## GIVEN INSTRUCTION
Please transcribe the loan agreement excerpt word for word, from "4.2  Funding Conditions.  The" up to and including "is applicable thereto.".
### EXTRACT PROVIDED
Without limiting the generality of the provisions of Section 11.4, for purposes
of determining compliance with the conditions specified in this Section, each
Lender that has signed this Agreement shall be deemed to have consented to,
approved or accepted or to be satisfied with, each document or other matter
required thereunder to be consented to or approved by or acceptable or
satisfactory to a Lender unless the Administrative Agent shall have received
notice from such Lender prior to the proposed Closing Date specifying its
objection thereto.

 

4.2  Funding Conditions.  The obligation of each Lender to make its Loans is
subject to the following conditions precedent:

 

(a)                                  The representations and warranties of the
Borrower and each other Loan Party contained in Article V or any other Loan
Document, or which are contained in any document furnished at any time under or
in connection herewith or therewith, shall be true and correct in all material
respects on and as of the date of the making of the Loans; provided, that
representations and warranties which have Material Adverse Effect qualifiers
shall be true and correct in all respects to the extent such Material Adverse
Effect qualifier is applicable thereto.
######
### DATA RECORDS
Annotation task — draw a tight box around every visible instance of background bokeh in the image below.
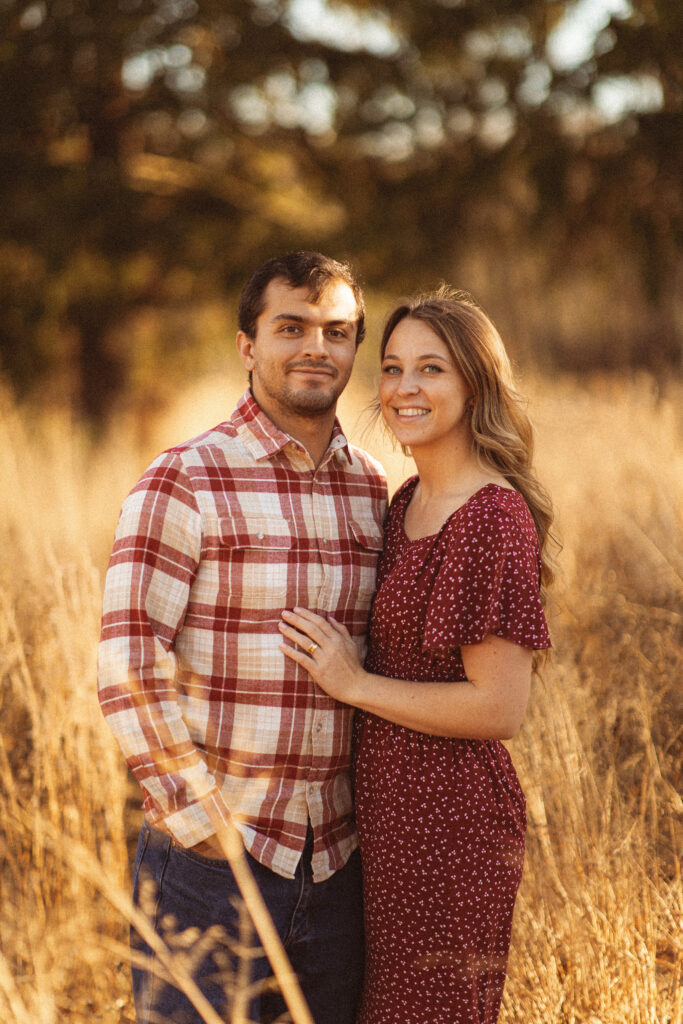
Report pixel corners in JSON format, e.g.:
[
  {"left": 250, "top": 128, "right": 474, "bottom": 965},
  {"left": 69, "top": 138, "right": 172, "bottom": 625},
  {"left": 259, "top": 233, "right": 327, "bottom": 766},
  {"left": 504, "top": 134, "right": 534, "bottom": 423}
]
[{"left": 0, "top": 0, "right": 683, "bottom": 420}]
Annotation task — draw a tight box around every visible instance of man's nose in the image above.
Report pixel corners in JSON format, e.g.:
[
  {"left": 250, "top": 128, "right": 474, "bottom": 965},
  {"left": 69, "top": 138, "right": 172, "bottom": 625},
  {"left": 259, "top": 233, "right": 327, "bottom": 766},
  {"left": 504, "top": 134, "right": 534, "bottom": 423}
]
[
  {"left": 303, "top": 327, "right": 328, "bottom": 358},
  {"left": 398, "top": 373, "right": 420, "bottom": 394}
]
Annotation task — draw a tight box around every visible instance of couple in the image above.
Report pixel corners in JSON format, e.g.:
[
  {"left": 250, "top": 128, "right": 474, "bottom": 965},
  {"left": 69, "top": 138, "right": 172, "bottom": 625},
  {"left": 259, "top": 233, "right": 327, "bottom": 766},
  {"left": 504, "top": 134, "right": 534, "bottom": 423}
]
[{"left": 99, "top": 252, "right": 552, "bottom": 1024}]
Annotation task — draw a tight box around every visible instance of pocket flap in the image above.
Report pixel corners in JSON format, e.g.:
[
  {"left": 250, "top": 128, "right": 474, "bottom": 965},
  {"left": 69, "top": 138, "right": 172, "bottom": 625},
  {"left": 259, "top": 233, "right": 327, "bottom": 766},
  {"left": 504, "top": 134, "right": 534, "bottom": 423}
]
[{"left": 220, "top": 516, "right": 292, "bottom": 551}]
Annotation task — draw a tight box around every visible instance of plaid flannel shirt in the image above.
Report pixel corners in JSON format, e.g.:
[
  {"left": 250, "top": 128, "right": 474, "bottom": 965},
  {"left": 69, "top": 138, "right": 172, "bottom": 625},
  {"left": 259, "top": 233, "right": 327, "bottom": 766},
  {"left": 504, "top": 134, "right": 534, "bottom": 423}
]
[{"left": 98, "top": 391, "right": 386, "bottom": 881}]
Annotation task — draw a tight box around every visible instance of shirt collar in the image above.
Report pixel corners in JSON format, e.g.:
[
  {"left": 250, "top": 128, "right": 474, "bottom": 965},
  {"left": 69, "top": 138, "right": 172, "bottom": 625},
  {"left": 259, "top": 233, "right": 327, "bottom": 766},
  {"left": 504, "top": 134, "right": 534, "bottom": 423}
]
[{"left": 230, "top": 388, "right": 351, "bottom": 465}]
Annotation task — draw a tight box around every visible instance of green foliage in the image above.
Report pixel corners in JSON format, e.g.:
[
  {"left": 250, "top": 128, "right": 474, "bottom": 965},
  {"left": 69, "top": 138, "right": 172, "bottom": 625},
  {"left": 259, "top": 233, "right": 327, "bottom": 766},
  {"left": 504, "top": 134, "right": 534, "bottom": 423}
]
[{"left": 0, "top": 0, "right": 683, "bottom": 415}]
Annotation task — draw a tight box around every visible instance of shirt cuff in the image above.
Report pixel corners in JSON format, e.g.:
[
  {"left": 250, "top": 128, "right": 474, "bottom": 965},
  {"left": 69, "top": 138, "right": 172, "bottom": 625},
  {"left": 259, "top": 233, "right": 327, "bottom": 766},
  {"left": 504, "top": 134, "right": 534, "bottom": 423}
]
[{"left": 161, "top": 790, "right": 230, "bottom": 849}]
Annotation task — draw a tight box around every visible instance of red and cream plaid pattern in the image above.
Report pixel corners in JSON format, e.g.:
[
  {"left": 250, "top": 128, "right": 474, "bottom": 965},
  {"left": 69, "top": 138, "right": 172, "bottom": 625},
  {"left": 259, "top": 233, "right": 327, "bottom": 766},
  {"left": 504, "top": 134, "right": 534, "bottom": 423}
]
[{"left": 98, "top": 392, "right": 386, "bottom": 880}]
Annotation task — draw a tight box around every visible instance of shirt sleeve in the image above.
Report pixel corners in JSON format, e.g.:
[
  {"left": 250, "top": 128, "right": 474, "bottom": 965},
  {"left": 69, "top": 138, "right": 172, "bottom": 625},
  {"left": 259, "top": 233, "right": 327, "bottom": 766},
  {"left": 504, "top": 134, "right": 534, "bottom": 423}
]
[
  {"left": 423, "top": 508, "right": 551, "bottom": 651},
  {"left": 98, "top": 454, "right": 229, "bottom": 846}
]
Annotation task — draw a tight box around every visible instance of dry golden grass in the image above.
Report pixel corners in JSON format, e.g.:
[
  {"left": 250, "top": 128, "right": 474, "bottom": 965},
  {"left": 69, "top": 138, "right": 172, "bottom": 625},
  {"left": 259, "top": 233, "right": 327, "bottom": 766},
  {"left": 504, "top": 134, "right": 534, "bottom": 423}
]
[{"left": 0, "top": 370, "right": 683, "bottom": 1024}]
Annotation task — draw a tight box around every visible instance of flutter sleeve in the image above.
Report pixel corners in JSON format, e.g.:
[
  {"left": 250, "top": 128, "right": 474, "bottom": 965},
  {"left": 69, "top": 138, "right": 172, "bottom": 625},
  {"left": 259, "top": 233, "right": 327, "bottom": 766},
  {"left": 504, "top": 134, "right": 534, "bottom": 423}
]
[{"left": 423, "top": 499, "right": 551, "bottom": 652}]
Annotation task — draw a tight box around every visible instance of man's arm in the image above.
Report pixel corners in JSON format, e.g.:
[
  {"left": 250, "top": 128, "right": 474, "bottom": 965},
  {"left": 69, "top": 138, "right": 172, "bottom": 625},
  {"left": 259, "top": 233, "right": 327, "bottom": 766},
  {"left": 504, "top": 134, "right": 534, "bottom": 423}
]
[{"left": 98, "top": 454, "right": 229, "bottom": 846}]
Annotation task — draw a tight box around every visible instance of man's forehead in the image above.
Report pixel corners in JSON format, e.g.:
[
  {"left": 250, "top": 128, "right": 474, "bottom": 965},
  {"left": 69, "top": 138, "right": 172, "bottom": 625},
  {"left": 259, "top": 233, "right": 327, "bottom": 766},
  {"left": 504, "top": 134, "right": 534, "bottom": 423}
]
[{"left": 263, "top": 278, "right": 358, "bottom": 321}]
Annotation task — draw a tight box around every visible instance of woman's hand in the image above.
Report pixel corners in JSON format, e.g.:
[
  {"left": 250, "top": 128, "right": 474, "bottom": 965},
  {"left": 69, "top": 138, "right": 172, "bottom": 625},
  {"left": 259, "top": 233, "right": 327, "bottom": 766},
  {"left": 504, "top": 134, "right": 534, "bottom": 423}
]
[{"left": 279, "top": 608, "right": 366, "bottom": 705}]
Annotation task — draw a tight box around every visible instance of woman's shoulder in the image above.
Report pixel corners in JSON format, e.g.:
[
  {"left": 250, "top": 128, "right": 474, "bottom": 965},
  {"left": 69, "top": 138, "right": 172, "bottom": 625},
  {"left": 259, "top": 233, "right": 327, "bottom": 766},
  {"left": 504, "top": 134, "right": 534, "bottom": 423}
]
[{"left": 389, "top": 473, "right": 419, "bottom": 506}]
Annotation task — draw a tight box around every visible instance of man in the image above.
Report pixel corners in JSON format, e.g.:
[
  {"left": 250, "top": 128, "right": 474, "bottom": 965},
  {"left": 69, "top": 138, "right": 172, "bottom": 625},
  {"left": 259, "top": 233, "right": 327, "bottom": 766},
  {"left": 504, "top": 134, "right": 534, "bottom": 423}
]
[{"left": 99, "top": 252, "right": 386, "bottom": 1024}]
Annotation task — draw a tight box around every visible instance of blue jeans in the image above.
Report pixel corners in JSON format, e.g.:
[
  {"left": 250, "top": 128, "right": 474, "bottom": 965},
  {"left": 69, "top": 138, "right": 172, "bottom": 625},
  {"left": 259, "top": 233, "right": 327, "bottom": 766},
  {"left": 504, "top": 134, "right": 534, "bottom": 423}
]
[{"left": 131, "top": 823, "right": 364, "bottom": 1024}]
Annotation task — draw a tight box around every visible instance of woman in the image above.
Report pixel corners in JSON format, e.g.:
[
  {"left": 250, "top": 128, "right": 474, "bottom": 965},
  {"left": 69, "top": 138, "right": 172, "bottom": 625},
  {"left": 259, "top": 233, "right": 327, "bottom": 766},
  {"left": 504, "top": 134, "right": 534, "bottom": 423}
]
[{"left": 281, "top": 288, "right": 552, "bottom": 1024}]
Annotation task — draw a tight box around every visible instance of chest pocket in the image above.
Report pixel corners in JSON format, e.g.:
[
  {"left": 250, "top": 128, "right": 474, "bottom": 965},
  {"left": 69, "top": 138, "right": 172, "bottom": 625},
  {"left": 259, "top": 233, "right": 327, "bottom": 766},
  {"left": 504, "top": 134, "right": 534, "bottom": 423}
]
[{"left": 219, "top": 514, "right": 296, "bottom": 614}]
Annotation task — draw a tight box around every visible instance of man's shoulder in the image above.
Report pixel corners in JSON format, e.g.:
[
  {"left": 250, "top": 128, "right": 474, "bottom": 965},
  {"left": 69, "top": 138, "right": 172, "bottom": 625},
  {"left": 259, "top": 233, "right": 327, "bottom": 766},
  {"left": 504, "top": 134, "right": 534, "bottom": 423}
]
[{"left": 348, "top": 444, "right": 386, "bottom": 485}]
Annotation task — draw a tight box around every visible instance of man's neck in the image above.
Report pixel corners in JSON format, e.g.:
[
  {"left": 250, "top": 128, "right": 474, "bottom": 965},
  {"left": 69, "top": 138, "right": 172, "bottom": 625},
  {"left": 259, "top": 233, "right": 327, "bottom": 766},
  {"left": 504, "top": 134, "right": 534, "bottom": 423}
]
[{"left": 252, "top": 391, "right": 336, "bottom": 466}]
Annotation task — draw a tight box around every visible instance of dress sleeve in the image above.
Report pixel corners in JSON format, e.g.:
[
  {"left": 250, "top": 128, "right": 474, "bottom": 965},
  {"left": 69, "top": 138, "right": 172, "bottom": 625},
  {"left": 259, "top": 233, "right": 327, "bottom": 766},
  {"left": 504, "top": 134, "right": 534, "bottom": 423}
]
[{"left": 423, "top": 499, "right": 551, "bottom": 652}]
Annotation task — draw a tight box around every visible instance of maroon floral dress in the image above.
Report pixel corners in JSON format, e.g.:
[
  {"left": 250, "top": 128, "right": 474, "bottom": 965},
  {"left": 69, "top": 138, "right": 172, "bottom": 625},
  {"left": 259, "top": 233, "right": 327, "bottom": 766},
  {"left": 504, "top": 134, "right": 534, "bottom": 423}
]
[{"left": 354, "top": 477, "right": 550, "bottom": 1024}]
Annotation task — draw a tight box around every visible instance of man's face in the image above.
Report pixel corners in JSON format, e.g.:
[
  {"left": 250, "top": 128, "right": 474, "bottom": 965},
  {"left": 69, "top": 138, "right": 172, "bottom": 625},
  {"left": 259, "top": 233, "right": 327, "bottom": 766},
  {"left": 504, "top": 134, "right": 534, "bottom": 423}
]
[{"left": 238, "top": 278, "right": 357, "bottom": 429}]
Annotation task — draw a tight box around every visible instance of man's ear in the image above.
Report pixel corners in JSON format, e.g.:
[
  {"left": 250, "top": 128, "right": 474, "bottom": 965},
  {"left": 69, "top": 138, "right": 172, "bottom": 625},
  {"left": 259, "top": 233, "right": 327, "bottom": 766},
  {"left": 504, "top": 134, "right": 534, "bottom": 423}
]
[{"left": 237, "top": 331, "right": 254, "bottom": 373}]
######
## SOLUTION BELOW
4.2  Funding Conditions.  The obligation of each Lender to make its Loans is
subject to the following conditions precedent:

 

(a)                                  The representations and warranties of the
Borrower and each other Loan Party contained in Article V or any other Loan
Document, or which are contained in any document furnished at any time under or
in connection herewith or therewith, shall be true and correct in all material
respects on and as of the date of the making of the Loans; provided, that
representations and warranties which have Material Adverse Effect qualifiers
shall be true and correct in all respects to the extent such Material Adverse
Effect qualifier is applicable thereto.